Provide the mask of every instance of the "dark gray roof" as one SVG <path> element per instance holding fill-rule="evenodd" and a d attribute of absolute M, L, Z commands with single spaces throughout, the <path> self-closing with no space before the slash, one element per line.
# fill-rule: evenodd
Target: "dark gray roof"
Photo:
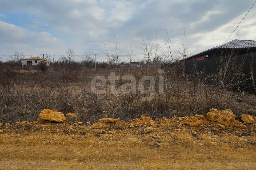
<path fill-rule="evenodd" d="M 212 48 L 209 49 L 191 56 L 186 58 L 185 60 L 190 59 L 204 53 L 215 49 L 229 49 L 232 48 L 256 48 L 256 41 L 234 40 L 226 43 Z"/>
<path fill-rule="evenodd" d="M 256 41 L 234 40 L 214 47 L 215 49 L 256 48 Z"/>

◇ ◇ ◇

Please rewrite the entries above, putting "gray roof" wherever "dark gray roof" appears and changing nothing else. Leave out the pictures.

◆ Result:
Provide the mask of every instance of the "gray roof" as one SVG <path> element per instance holding fill-rule="evenodd" and a d attribute of absolute M, L, Z commands with single spaces throughout, the <path> self-closing with no space before the slash, one element per line.
# fill-rule: evenodd
Target: "gray roof"
Photo:
<path fill-rule="evenodd" d="M 212 48 L 209 49 L 191 56 L 186 58 L 185 60 L 190 59 L 204 53 L 215 49 L 229 49 L 232 48 L 256 48 L 256 41 L 234 40 L 226 43 Z"/>
<path fill-rule="evenodd" d="M 256 41 L 234 40 L 214 47 L 215 49 L 256 48 Z"/>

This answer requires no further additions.